*Your goal*.
Your task is to return the line containing "of the orange" plus every line after it, exactly and with nothing added.

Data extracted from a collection
══════════

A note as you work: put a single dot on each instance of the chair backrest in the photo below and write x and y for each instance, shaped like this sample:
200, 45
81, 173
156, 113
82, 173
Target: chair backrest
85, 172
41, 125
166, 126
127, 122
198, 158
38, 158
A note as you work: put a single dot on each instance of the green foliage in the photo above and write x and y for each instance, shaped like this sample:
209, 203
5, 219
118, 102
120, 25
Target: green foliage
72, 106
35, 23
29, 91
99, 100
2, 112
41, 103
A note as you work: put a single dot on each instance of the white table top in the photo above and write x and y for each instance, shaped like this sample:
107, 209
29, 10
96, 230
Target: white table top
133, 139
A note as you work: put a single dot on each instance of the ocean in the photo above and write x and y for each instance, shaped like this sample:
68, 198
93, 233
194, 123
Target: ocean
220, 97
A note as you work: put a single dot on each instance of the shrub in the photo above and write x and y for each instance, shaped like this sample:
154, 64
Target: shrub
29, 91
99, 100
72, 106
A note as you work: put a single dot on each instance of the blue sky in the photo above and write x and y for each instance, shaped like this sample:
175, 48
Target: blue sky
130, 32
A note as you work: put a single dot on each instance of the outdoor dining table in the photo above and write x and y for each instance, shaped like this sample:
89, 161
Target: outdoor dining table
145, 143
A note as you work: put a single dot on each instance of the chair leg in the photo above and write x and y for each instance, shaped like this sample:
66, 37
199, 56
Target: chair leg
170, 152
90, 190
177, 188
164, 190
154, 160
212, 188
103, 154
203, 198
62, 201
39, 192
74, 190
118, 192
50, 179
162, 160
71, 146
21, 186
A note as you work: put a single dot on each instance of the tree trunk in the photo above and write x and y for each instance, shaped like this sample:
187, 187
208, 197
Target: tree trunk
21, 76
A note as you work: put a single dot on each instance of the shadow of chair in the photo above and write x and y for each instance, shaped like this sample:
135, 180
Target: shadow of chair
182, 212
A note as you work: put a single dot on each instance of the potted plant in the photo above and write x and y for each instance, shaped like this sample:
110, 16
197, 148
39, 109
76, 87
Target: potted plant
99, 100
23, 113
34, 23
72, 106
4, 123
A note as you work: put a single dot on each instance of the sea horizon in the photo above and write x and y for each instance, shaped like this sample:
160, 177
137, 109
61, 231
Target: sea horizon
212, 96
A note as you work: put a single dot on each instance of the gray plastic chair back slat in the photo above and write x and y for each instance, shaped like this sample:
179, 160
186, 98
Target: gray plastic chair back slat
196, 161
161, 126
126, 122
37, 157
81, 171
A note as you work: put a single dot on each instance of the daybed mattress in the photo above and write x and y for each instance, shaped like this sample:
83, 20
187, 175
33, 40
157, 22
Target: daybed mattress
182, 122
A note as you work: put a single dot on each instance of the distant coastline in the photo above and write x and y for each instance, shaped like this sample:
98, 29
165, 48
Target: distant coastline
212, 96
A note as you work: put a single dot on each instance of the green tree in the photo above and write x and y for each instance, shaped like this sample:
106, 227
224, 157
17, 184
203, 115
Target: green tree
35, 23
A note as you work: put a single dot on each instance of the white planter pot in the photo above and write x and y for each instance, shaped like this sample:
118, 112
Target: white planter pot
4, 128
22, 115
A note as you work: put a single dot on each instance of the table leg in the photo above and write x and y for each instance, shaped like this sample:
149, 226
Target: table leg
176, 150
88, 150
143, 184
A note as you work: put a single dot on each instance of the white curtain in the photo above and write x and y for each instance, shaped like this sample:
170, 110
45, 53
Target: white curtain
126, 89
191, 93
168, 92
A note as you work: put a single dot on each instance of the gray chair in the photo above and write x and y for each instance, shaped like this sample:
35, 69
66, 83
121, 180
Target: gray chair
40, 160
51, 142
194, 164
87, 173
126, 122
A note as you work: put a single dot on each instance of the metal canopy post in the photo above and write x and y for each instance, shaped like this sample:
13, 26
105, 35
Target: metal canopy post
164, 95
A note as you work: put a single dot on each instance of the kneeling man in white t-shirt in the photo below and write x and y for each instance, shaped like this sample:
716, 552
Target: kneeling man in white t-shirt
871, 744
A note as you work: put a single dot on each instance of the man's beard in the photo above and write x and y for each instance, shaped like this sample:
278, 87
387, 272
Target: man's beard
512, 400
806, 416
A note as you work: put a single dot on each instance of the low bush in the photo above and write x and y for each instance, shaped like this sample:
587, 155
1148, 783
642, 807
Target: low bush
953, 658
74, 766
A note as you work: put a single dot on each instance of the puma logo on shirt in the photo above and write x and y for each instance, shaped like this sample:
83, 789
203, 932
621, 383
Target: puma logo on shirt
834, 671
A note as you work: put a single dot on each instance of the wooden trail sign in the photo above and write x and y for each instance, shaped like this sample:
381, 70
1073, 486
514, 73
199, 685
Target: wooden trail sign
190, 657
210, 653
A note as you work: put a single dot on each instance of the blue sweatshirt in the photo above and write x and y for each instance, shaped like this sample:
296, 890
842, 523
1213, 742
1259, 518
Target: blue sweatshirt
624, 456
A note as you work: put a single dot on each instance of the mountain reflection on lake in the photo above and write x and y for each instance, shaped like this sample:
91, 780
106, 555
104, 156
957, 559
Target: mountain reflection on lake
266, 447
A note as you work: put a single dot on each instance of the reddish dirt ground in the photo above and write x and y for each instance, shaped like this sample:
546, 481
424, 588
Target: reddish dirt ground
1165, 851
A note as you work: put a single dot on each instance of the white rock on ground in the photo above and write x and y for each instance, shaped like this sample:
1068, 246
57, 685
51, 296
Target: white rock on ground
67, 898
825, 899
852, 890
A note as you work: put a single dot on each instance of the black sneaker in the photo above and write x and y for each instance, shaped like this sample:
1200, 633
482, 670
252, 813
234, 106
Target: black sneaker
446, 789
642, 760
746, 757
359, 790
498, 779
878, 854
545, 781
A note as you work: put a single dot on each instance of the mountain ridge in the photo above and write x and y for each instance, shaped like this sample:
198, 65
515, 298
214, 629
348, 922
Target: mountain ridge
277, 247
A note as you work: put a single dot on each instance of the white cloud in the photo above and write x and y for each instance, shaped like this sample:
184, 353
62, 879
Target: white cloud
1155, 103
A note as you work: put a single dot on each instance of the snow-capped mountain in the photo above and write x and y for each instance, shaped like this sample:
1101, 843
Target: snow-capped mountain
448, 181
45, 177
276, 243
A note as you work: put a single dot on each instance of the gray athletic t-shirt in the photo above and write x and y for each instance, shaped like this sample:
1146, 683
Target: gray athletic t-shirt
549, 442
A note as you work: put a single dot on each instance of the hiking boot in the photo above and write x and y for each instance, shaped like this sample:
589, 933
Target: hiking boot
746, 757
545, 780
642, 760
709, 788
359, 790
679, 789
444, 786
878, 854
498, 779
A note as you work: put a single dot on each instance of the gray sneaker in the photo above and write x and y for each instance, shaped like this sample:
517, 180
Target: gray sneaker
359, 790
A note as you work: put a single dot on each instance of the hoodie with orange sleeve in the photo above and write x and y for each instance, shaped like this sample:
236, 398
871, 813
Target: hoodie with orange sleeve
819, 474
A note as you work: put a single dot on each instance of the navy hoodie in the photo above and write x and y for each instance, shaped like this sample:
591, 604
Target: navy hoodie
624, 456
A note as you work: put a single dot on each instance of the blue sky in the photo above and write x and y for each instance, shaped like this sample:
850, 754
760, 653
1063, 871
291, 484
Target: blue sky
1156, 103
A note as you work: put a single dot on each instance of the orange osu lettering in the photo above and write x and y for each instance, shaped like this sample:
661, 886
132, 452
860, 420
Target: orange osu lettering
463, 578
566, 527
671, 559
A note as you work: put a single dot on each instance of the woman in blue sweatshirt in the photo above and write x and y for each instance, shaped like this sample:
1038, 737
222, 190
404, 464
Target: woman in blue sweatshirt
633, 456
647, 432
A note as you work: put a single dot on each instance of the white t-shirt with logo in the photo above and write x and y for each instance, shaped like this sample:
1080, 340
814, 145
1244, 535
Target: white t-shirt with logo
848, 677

══════════

*Written reply*.
A note as you work: put a single dot on each instance of the orange osu lettering in the photo above and write x and y for each instance, shaped like this sample:
661, 886
132, 452
860, 420
Target: orange osu lettering
463, 578
566, 527
671, 559
A note as you work: put a single dot on each instance of the woman in blue sweatshirt in the photo above and write x and y for each instance, shaped like this sample:
1038, 737
222, 190
404, 464
Target: woman in blue sweatshirt
633, 456
647, 432
A note as you work: put a single dot on each instance of the white t-shirt with logo in the photo above and write x and y for each instance, shaped like this sample:
1080, 340
814, 145
1244, 535
Target: white t-shirt with logo
848, 677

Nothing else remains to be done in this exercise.